Work to complete: Line by line, return the material below exactly as it reads.
*** Begin section ***
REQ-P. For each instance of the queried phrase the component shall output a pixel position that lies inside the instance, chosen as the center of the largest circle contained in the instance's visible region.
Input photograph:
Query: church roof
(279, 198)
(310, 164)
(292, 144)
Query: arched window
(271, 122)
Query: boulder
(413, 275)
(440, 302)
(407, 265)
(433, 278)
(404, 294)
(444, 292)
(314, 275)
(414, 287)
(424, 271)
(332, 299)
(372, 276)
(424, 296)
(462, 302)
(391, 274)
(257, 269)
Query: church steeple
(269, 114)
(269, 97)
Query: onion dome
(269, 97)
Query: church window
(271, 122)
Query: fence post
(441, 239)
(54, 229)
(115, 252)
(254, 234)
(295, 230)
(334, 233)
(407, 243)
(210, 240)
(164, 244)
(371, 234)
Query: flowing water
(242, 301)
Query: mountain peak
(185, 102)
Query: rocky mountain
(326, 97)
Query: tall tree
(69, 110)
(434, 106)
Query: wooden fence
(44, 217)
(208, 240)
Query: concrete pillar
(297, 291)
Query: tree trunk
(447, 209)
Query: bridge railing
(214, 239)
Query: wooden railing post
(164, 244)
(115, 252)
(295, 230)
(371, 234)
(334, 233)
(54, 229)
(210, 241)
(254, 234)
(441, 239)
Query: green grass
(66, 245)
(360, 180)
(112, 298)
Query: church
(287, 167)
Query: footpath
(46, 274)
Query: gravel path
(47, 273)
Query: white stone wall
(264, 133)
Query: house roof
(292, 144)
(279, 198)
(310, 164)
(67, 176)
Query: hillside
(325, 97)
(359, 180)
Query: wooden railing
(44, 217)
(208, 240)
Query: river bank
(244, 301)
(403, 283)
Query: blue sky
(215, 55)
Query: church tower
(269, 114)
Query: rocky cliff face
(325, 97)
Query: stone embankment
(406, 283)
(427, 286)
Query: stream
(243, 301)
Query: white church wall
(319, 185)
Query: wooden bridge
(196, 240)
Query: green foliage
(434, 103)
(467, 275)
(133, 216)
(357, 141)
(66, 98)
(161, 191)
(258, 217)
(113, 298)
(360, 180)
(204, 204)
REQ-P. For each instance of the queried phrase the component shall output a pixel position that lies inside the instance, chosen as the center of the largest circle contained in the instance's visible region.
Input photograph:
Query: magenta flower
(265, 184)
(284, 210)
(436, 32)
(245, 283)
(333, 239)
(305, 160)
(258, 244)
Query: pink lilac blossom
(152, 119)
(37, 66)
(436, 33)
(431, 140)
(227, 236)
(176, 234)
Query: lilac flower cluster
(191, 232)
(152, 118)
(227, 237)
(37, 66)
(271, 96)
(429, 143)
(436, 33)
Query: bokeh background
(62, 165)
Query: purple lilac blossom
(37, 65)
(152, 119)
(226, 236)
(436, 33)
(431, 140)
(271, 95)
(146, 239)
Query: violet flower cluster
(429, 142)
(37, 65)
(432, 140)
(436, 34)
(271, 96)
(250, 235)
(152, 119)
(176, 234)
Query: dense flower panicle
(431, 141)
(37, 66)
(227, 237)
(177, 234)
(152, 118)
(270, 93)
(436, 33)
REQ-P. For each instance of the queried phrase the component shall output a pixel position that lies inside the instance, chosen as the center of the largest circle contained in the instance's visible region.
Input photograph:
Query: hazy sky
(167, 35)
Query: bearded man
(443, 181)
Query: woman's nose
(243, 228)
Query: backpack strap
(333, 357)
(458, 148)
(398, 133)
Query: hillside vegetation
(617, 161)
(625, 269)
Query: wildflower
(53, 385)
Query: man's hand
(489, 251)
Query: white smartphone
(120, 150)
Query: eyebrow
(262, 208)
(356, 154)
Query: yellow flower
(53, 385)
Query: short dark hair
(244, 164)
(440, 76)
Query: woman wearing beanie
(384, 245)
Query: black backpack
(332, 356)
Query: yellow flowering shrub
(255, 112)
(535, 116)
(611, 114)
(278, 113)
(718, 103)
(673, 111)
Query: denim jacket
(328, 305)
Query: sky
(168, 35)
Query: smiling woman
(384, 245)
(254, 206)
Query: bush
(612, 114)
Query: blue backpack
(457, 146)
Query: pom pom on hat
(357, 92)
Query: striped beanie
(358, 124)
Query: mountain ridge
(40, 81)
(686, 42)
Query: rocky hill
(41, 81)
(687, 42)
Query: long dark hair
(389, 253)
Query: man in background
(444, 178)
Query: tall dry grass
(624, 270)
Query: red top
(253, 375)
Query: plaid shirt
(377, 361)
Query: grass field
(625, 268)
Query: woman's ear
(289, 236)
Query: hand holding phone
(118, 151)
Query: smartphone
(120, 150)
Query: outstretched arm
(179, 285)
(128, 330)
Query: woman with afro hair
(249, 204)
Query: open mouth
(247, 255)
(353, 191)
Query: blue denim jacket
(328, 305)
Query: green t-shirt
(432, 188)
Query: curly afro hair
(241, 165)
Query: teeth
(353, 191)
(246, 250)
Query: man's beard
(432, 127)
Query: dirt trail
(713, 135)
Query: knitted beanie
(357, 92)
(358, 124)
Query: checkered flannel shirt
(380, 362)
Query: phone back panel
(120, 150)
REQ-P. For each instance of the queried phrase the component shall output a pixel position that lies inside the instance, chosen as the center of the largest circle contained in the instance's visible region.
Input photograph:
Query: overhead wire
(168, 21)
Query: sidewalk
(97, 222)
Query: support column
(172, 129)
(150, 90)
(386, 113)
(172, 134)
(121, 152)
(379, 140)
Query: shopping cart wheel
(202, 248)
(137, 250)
*** End section ***
Response below:
REQ-P. For each instance of the queried phrase the component shall output a pixel position that lies inside the instance, chosen as the center of the largest circle contained in the instance's visible region.
Input photograph:
Query: church roof
(279, 198)
(310, 164)
(292, 144)
Query: arched window
(271, 122)
Query: boulder
(413, 275)
(440, 302)
(407, 265)
(433, 278)
(404, 294)
(444, 292)
(314, 275)
(414, 287)
(424, 271)
(332, 299)
(372, 276)
(424, 296)
(462, 302)
(391, 274)
(257, 269)
Query: church steeple
(269, 114)
(269, 97)
Query: onion dome
(269, 97)
Query: church window
(271, 122)
Query: fence post
(441, 239)
(54, 229)
(115, 252)
(254, 234)
(295, 230)
(334, 233)
(407, 243)
(210, 240)
(164, 244)
(371, 234)
Query: flowing water
(242, 301)
Query: mountain peak
(185, 102)
Query: rocky mountain
(326, 97)
Query: tall tree
(69, 110)
(434, 106)
Query: wooden fence
(44, 217)
(208, 240)
Query: concrete pillar
(297, 291)
Query: tree trunk
(447, 209)
Query: bridge railing
(214, 239)
Query: wooden railing post
(164, 244)
(115, 252)
(295, 230)
(371, 234)
(334, 233)
(54, 229)
(210, 241)
(254, 234)
(441, 239)
Query: green grass
(66, 245)
(360, 180)
(112, 298)
Query: church
(287, 167)
Query: footpath
(46, 274)
Query: gravel path
(47, 273)
Query: white stone wall
(264, 133)
Query: house roof
(292, 144)
(279, 198)
(310, 164)
(67, 176)
Query: hillside
(325, 97)
(359, 180)
Query: wooden railing
(44, 217)
(208, 240)
Query: river bank
(244, 301)
(403, 283)
Query: blue sky
(215, 55)
Query: church tower
(269, 114)
Query: rocky cliff face
(325, 97)
Query: stone embankment
(406, 283)
(427, 286)
Query: stream
(243, 301)
Query: white church wall
(319, 185)
Query: wooden bridge
(196, 240)
Query: green foliage
(434, 103)
(467, 275)
(133, 216)
(357, 141)
(66, 98)
(161, 191)
(258, 217)
(113, 298)
(360, 180)
(204, 204)
REQ-P. For each instance of the queried phrase the component shall output a pixel position that lies inside the instance, chosen as the center of the largest circle contained in the instance's visible region.
Input photograph:
Query: magenta flower
(265, 184)
(284, 210)
(436, 32)
(245, 283)
(333, 239)
(305, 160)
(258, 244)
Query: pink lilac blossom
(152, 119)
(37, 66)
(436, 33)
(431, 140)
(227, 236)
(176, 234)
Query: lilac flower cluster
(191, 232)
(152, 118)
(227, 237)
(37, 66)
(271, 96)
(429, 143)
(436, 33)
Query: bokeh background
(62, 165)
Query: purple lilac blossom
(37, 65)
(152, 119)
(226, 236)
(436, 33)
(431, 140)
(271, 95)
(146, 239)
Query: violet flower cluster
(429, 142)
(37, 65)
(432, 140)
(436, 34)
(271, 96)
(250, 235)
(152, 119)
(176, 234)
Query: dense flower panicle
(431, 141)
(37, 66)
(227, 237)
(177, 234)
(152, 118)
(270, 93)
(436, 33)
REQ-P. For each instance of the queried phrase the component shall output a pixel position that lies inside the instance, chosen as the center of the largest circle contained in the instance's visible region.
Input photograph:
Query: hazy sky
(167, 35)
Query: bearded man
(443, 181)
Query: woman's nose
(243, 228)
Query: backpack strap
(333, 357)
(458, 148)
(398, 133)
Query: hillside vegetation
(617, 161)
(625, 269)
Query: wildflower
(53, 385)
Query: man's hand
(489, 251)
Query: white smartphone
(120, 150)
Query: eyebrow
(262, 208)
(356, 154)
Query: yellow flower
(53, 385)
Query: short dark hair
(244, 164)
(440, 76)
Query: woman wearing beanie
(384, 245)
Query: black backpack
(332, 356)
Query: yellow flowering shrub
(255, 112)
(535, 116)
(611, 114)
(278, 113)
(718, 103)
(673, 111)
Query: denim jacket
(328, 305)
Query: sky
(168, 35)
Query: smiling woman
(384, 245)
(254, 206)
Query: bush
(612, 114)
Query: blue backpack
(457, 146)
Query: pom pom on hat
(357, 92)
Query: striped beanie
(358, 124)
Query: mountain ridge
(40, 81)
(686, 42)
Query: rocky hill
(41, 81)
(687, 42)
Query: long dark hair
(389, 253)
Query: man in background
(444, 178)
Query: tall dry grass
(624, 270)
Query: red top
(253, 375)
Query: plaid shirt
(377, 361)
Query: grass field
(625, 268)
Query: woman's ear
(289, 236)
Query: hand holding phone
(118, 151)
Query: smartphone
(120, 150)
Query: outstretched arm
(179, 285)
(128, 330)
Query: woman with afro hair
(249, 204)
Query: open mouth
(247, 255)
(353, 191)
Query: blue denim jacket
(328, 305)
Query: green t-shirt
(432, 188)
Query: curly afro hair
(241, 165)
Query: teeth
(353, 191)
(246, 250)
Query: man's beard
(432, 127)
Query: dirt trail
(713, 135)
Query: knitted beanie
(357, 92)
(358, 124)
Query: checkered flannel shirt
(380, 362)
Query: phone back panel
(120, 150)
REQ-P. For each instance of the queried phrase the component shall output a pixel position that lies inside the instance, chosen as the center of the largest circle contained in the instance's visible region.
Input photograph:
Query: overhead wire
(168, 21)
Query: sidewalk
(97, 222)
Query: support column
(172, 129)
(150, 90)
(386, 113)
(172, 134)
(121, 152)
(379, 140)
Query: shopping cart wheel
(202, 248)
(137, 250)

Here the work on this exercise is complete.